DIRECTIVE: Return all of the entries exactly as written.

PROVIDED MATERIAL:
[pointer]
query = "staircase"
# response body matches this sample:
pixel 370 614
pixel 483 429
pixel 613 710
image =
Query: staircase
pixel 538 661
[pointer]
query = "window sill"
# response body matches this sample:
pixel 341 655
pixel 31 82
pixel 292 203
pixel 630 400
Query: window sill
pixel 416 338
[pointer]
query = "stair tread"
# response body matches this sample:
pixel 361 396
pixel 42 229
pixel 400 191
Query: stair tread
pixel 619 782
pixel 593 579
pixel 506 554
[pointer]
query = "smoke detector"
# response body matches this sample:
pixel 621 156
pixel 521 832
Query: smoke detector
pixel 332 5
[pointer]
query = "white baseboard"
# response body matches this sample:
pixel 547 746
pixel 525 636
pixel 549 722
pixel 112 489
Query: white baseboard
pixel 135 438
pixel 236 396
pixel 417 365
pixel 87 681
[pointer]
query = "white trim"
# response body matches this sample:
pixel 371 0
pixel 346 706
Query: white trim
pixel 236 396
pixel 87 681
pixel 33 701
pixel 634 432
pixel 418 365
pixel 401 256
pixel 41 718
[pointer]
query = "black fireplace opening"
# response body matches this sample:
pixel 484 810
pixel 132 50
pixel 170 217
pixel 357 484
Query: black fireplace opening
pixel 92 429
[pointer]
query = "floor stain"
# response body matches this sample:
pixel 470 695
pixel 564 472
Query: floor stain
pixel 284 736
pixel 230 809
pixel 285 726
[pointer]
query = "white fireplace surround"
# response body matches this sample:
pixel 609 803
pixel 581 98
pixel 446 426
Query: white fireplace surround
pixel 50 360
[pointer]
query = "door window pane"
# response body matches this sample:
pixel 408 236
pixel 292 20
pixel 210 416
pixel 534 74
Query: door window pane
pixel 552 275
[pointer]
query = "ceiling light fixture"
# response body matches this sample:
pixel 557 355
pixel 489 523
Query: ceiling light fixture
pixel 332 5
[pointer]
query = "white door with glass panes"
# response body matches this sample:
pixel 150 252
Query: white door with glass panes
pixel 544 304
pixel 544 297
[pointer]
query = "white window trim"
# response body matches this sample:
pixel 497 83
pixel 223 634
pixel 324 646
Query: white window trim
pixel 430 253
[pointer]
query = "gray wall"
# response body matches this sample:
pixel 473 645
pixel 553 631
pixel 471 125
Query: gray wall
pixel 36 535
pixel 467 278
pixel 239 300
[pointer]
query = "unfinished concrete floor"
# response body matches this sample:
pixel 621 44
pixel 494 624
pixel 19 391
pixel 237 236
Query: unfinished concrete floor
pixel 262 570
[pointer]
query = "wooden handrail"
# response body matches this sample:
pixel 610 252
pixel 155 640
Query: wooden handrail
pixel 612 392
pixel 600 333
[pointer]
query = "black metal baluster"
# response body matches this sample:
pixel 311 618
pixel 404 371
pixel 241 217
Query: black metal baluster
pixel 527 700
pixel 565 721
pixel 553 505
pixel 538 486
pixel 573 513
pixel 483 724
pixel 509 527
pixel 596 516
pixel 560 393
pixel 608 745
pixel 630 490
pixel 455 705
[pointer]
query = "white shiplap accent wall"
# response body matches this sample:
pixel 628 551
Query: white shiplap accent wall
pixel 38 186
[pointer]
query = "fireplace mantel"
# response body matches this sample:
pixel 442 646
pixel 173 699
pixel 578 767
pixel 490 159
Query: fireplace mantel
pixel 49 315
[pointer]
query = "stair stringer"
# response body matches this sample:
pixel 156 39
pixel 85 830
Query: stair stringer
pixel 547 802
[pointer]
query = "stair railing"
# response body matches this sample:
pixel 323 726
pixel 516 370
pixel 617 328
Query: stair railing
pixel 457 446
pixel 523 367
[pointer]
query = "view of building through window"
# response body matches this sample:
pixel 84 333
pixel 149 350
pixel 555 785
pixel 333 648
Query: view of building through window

WRITTEN SOLUTION:
[pointer]
query = "staircase"
# response body matches this sample:
pixel 370 614
pixel 483 429
pixel 613 710
image =
Query: staircase
pixel 538 661
[pointer]
query = "window sill"
# response body matches this sample:
pixel 341 655
pixel 31 82
pixel 292 203
pixel 630 400
Query: window sill
pixel 416 338
[pointer]
query = "stair tread"
# response body matches this sample:
pixel 361 396
pixel 42 229
pixel 400 191
Query: stair tread
pixel 619 782
pixel 593 579
pixel 506 554
[pointer]
query = "smoke detector"
# response body matches this sample:
pixel 621 156
pixel 521 832
Query: smoke detector
pixel 332 5
[pointer]
query = "white baseboard"
# response body matches this sample:
pixel 547 746
pixel 525 636
pixel 549 722
pixel 112 489
Query: white baseboard
pixel 135 438
pixel 236 396
pixel 417 365
pixel 87 681
[pointer]
query = "white trim"
# response body matches this sample:
pixel 371 0
pixel 346 706
Query: white trim
pixel 236 396
pixel 87 681
pixel 33 701
pixel 634 432
pixel 418 365
pixel 401 256
pixel 41 718
[pointer]
query = "black fireplace opening"
# response body matches this sample:
pixel 484 810
pixel 132 50
pixel 170 217
pixel 357 484
Query: black fireplace opening
pixel 92 429
[pointer]
query = "floor stain"
# response body matches this sample:
pixel 470 695
pixel 564 472
Query: floor stain
pixel 284 736
pixel 230 809
pixel 285 726
[pointer]
query = "white fireplace surround"
# response body matches this sample:
pixel 609 803
pixel 581 98
pixel 446 426
Query: white fireplace surround
pixel 50 360
[pointer]
query = "door window pane"
# response body matches this sample:
pixel 408 236
pixel 292 20
pixel 210 416
pixel 534 74
Query: door window pane
pixel 552 275
[pointer]
query = "ceiling light fixture"
# response body matches this sample:
pixel 557 355
pixel 489 523
Query: ceiling light fixture
pixel 332 5
[pointer]
query = "white door with glass panes"
# response body matches this sample:
pixel 150 252
Query: white door with glass panes
pixel 544 304
pixel 544 297
[pointer]
query = "white window trim"
# response body matches this sample:
pixel 497 83
pixel 223 634
pixel 324 646
Query: white window trim
pixel 430 253
[pointer]
query = "gray wall"
# response body matches this sample:
pixel 473 645
pixel 553 631
pixel 471 125
Query: gray wall
pixel 36 535
pixel 467 278
pixel 239 300
[pointer]
query = "unfinished concrete floor"
# response body matches this sample:
pixel 621 44
pixel 494 624
pixel 19 391
pixel 237 236
Query: unfinished concrete floor
pixel 262 570
[pointer]
query = "wooden handrail"
# response body matches this sample:
pixel 610 252
pixel 155 640
Query: wooden handrail
pixel 612 392
pixel 600 333
[pointer]
query = "black metal baluster"
# response body matches this sample:
pixel 311 618
pixel 404 371
pixel 241 217
Query: black metal baluster
pixel 527 700
pixel 565 721
pixel 553 505
pixel 538 486
pixel 573 513
pixel 483 724
pixel 509 527
pixel 596 516
pixel 560 393
pixel 608 745
pixel 630 490
pixel 455 705
[pointer]
query = "white shiplap accent wall"
# response body matches this sample:
pixel 628 551
Query: white shiplap accent wall
pixel 38 186
[pointer]
query = "fireplace mantel"
# response body matches this sample:
pixel 442 646
pixel 173 699
pixel 578 767
pixel 490 159
Query: fireplace mantel
pixel 49 315
[pointer]
query = "stair stringer"
# response body matches this sample:
pixel 156 39
pixel 85 830
Query: stair stringer
pixel 547 802
[pointer]
query = "stair railing"
# response body matches this sample:
pixel 323 726
pixel 516 370
pixel 617 328
Query: stair railing
pixel 457 446
pixel 523 367
[pointer]
query = "view of building through window"
# response body matches this sample:
pixel 84 333
pixel 149 350
pixel 555 785
pixel 333 648
Query: view of building through window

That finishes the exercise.